# Text to read:
Linux on the Desktop? Dead? Alive? Or Maybe, Simply Irrelevant?
20 Octor “The Dawn of the Day of the Living Undead Desktop Platform”
This seems to be the week for either stating that Linux is “dead on the desktop” or for insisting that it’s not. Being a believer, as I am, in the Taoist Theory of Management, I know a good parade when I see one and am therefore impelled to try to get in front of it. (Thom Holwerda over at OSnews, believes it’s moribund, Katherine Noyes at PC World feels it’s not yet “pushing up the daisies”…)
Is the “dream” of Linux of the desktop “dead”?
The Honest Truth
Well, no, not really “dead”: it is, however, most certainly “pining for the fjords”, as it has been for many years. If it ain’t dead, for the vast majority of users of computing devices, it might as well be, and they’d never know the difference. Linux-based desktop OSs—as opposed to use in servers and the like, where they’ve been quite successful—are strictly a niche product, appealing to a small cadre of technology geeks and “free software” fans for the most part.
The market share of Linux in the desktop space seems to be no higher than about 3%, and that figure seems on the generous side. Wikipedia’s article on usage of operating systems given a median share of 1.08% for “mainstream Linux” (i.e. excluding Android)—in a range from a low of 0.53% to a high of 1.57%—versus a median share of 1.40%—based on estimates ranging between 0.99% and 2.38%—for iOS, which runs strictly on mobile devices manufactured by Apple! And OS X, itself rather a niche product, clocks in at a median of 6.82%, with estimates ranging from 5.03% to 11.59%.

# Required work:
**1.** In the piece on Linux on the desktop, why does the author call a Linux desktop market share of about 3% generous?
**2.** Extend the piece on Linux on the desktop, starting after its final sentence.

# Data:

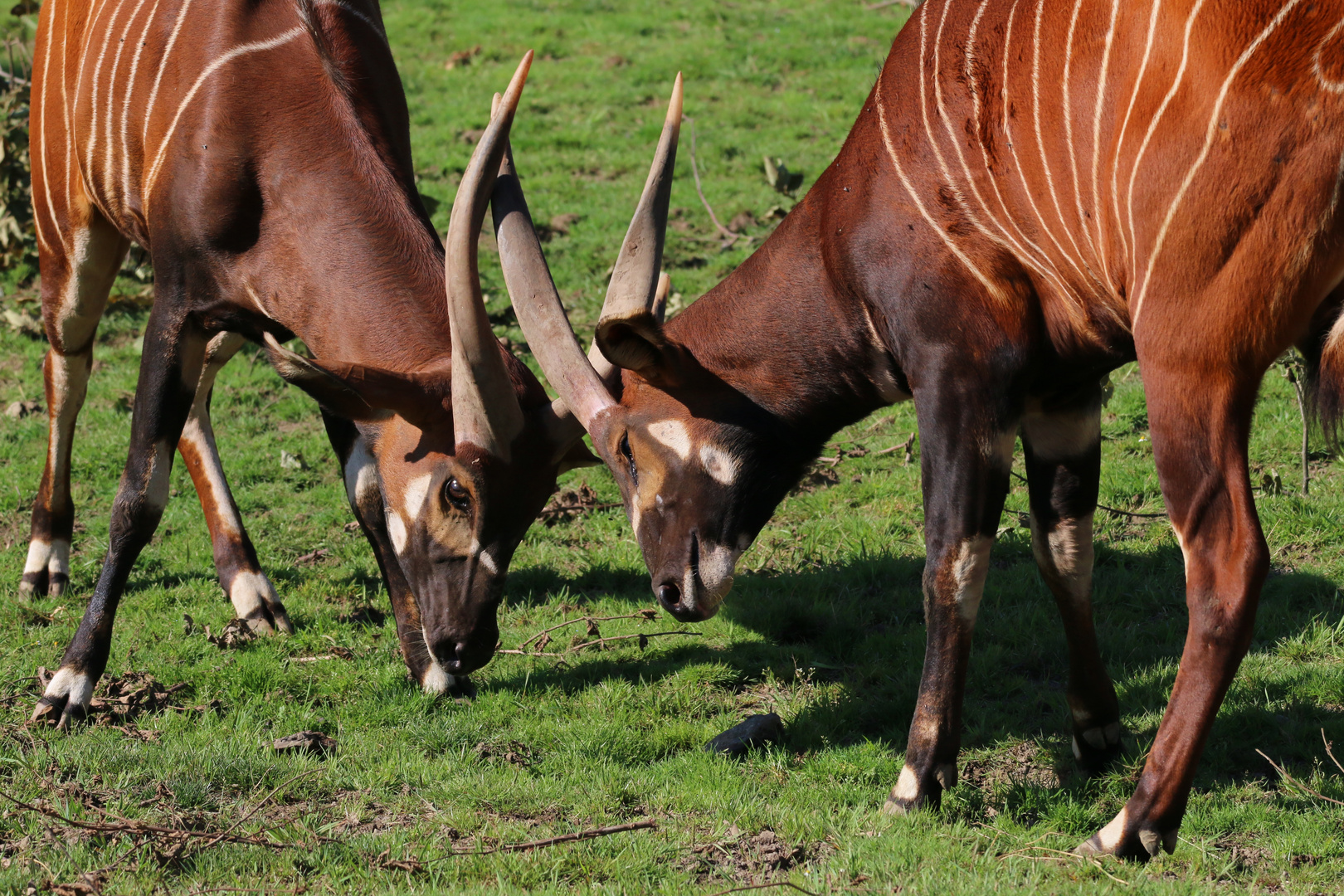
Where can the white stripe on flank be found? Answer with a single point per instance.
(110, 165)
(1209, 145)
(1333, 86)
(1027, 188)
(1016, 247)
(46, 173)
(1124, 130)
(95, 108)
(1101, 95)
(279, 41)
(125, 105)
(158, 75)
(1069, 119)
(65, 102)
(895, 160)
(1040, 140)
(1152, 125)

# Final results:
**1.** Wikipedia's article on operating system usage puts the median share for "mainstream Linux," excluding Android, at only 1.08%. Its estimates range from 0.53% to 1.57%, so even the highest of them falls short of 3%.

**2.**
In spite of all of this, the main “marketing efforts” (again to be charitable) have been couched in suggestions that “Linux is just as good” as Windows or OS X (and, for many purposes, this turns out not to be quite the case in practice). There’s no recognition that users have an investment in learning to use a system, and to ask that they abandon that investment and undertake a whole new learning curve (especially when there’s no clear advantage to it—”just as good” isn’t a strong selling point) is completely unrealistic. As a result, most efforts at promoting Linux-based desktop system have been most effective at persuading existing users of such systems that they’ve been doing the right thing all along, as opposed to actually gaining new users.
So, What Happened?
Free software partisans routinely blame Microsoft for their own failings: it can’t be that the message is completely off the mark! Microsoft must somehow be clouding people’s minds and keeping them from hearing something which is so logically obvious!
“Free software” started out as a model railroading club at MIT, and in terms of its ability to create appeal among average users, it’s never moved very much beyond that point. But the goal of making Linux a “mainstream” desktop choice has a bigger problem.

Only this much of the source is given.